━━━ SUPPLIED RECORDS ━━━

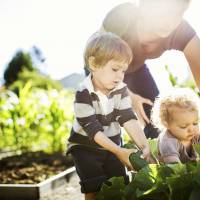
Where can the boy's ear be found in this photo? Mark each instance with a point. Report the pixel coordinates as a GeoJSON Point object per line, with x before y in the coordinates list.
{"type": "Point", "coordinates": [91, 62]}
{"type": "Point", "coordinates": [165, 123]}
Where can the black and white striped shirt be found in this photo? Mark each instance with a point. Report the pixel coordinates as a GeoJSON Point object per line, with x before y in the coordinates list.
{"type": "Point", "coordinates": [94, 111]}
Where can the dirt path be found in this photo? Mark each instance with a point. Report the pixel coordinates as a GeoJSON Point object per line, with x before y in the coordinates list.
{"type": "Point", "coordinates": [69, 191]}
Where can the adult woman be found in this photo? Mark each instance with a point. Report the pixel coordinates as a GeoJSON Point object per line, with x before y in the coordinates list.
{"type": "Point", "coordinates": [152, 27]}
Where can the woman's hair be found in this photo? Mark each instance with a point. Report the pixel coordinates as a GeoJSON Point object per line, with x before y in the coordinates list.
{"type": "Point", "coordinates": [182, 98]}
{"type": "Point", "coordinates": [106, 46]}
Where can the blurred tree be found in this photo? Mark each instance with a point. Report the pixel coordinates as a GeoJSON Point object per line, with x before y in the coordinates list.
{"type": "Point", "coordinates": [37, 81]}
{"type": "Point", "coordinates": [20, 61]}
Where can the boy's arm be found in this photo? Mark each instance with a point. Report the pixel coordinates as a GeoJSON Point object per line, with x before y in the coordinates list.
{"type": "Point", "coordinates": [122, 153]}
{"type": "Point", "coordinates": [171, 159]}
{"type": "Point", "coordinates": [137, 135]}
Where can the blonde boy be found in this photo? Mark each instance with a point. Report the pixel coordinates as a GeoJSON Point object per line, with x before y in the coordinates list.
{"type": "Point", "coordinates": [176, 114]}
{"type": "Point", "coordinates": [102, 105]}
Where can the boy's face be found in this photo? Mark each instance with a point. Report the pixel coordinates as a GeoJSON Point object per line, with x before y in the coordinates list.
{"type": "Point", "coordinates": [183, 124]}
{"type": "Point", "coordinates": [108, 76]}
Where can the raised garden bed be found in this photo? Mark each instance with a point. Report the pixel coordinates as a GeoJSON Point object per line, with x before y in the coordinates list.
{"type": "Point", "coordinates": [32, 175]}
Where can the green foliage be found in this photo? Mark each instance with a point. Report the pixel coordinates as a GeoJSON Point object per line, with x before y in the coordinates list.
{"type": "Point", "coordinates": [37, 81]}
{"type": "Point", "coordinates": [136, 161]}
{"type": "Point", "coordinates": [19, 62]}
{"type": "Point", "coordinates": [156, 181]}
{"type": "Point", "coordinates": [37, 119]}
{"type": "Point", "coordinates": [187, 83]}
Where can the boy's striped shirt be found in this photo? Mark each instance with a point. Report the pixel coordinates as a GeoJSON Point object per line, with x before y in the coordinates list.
{"type": "Point", "coordinates": [95, 112]}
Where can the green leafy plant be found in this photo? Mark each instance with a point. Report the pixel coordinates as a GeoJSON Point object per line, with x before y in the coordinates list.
{"type": "Point", "coordinates": [36, 119]}
{"type": "Point", "coordinates": [156, 182]}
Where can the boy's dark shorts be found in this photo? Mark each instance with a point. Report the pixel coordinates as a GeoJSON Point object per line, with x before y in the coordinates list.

━━━

The material above holds pictures; copy everything else in it exactly.

Where can the boy's ear be found in this photo? Mark each instance with a point. Report the pixel coordinates as a GeoJSON Point object per line, with x before y in the coordinates list.
{"type": "Point", "coordinates": [91, 62]}
{"type": "Point", "coordinates": [165, 123]}
Where can the black and white striped shirt be found in this photo? Mark each instance with a point. Report the pixel coordinates as a GeoJSON Point object per line, with x before y in the coordinates list.
{"type": "Point", "coordinates": [94, 111]}
Where can the dirt path be found in this photo? Mark each instance with a point. Report the pixel coordinates as a GeoJSON Point object per line, with x before y in the coordinates list.
{"type": "Point", "coordinates": [69, 191]}
Where can the adult woman be found in this photo? Mark each instance with a point. Report the pixel coordinates as a GeoJSON Point object per line, with x before y in the coordinates list.
{"type": "Point", "coordinates": [152, 27]}
Where can the woman's hair be found in this photo? Mark each instance with a point. Report the pixel coordinates as a GeoJSON Point object per line, with x before y in the coordinates list.
{"type": "Point", "coordinates": [182, 98]}
{"type": "Point", "coordinates": [106, 46]}
Where can the blurred tree be found in this photo? Mark each instance with a point. Report the pixel coordinates as a GeoJSON Point object per line, with x before y in the coordinates list.
{"type": "Point", "coordinates": [37, 81]}
{"type": "Point", "coordinates": [20, 61]}
Where can the boy's arm be found in this photo? Mark each instance with a point. Report the pixel coordinates as a GeoJSON Point object per line, with x before y in the coordinates list.
{"type": "Point", "coordinates": [122, 153]}
{"type": "Point", "coordinates": [171, 159]}
{"type": "Point", "coordinates": [137, 135]}
Where can the blonde boy be found in this photo? Mark each instance with a point. Report the pixel coordinates as a GeoJSON Point object per line, with x before y in the coordinates list.
{"type": "Point", "coordinates": [176, 114]}
{"type": "Point", "coordinates": [102, 105]}
Where can the boy's face be found in this photo? Mark each instance with a point. Report the pixel coordinates as a GeoJSON Point object per line, with x before y in the coordinates list.
{"type": "Point", "coordinates": [183, 124]}
{"type": "Point", "coordinates": [108, 76]}
Where can the raised garden bed be found in this photo? Mark each instance with a point. Report the pixel coordinates as a GeoJSON Point object per line, with x before y in the coordinates list.
{"type": "Point", "coordinates": [32, 175]}
Where can the green foliage be found in this photo? Mark each instance with a point. Report the pixel coordinates as a GeoJSON Point object per line, with x before y in the coordinates list.
{"type": "Point", "coordinates": [37, 81]}
{"type": "Point", "coordinates": [136, 161]}
{"type": "Point", "coordinates": [19, 62]}
{"type": "Point", "coordinates": [156, 181]}
{"type": "Point", "coordinates": [37, 119]}
{"type": "Point", "coordinates": [187, 83]}
Where can the boy's striped shirt be found in this photo? Mark each instance with a point. Report the pixel coordinates as a GeoJSON Point object per line, with x before y in the coordinates list.
{"type": "Point", "coordinates": [95, 112]}
Where can the green leafy plant be found in this photo? Mark each instance with a point. Report the pixel coordinates as a GeoJSON Point object per line, with x before y in the coordinates list.
{"type": "Point", "coordinates": [36, 119]}
{"type": "Point", "coordinates": [156, 182]}
Where can the boy's dark shorts be found in this photo? Mark each instance with a point. Report the pixel coordinates as a GeoJSON Point object per line, with x before y in the coordinates list.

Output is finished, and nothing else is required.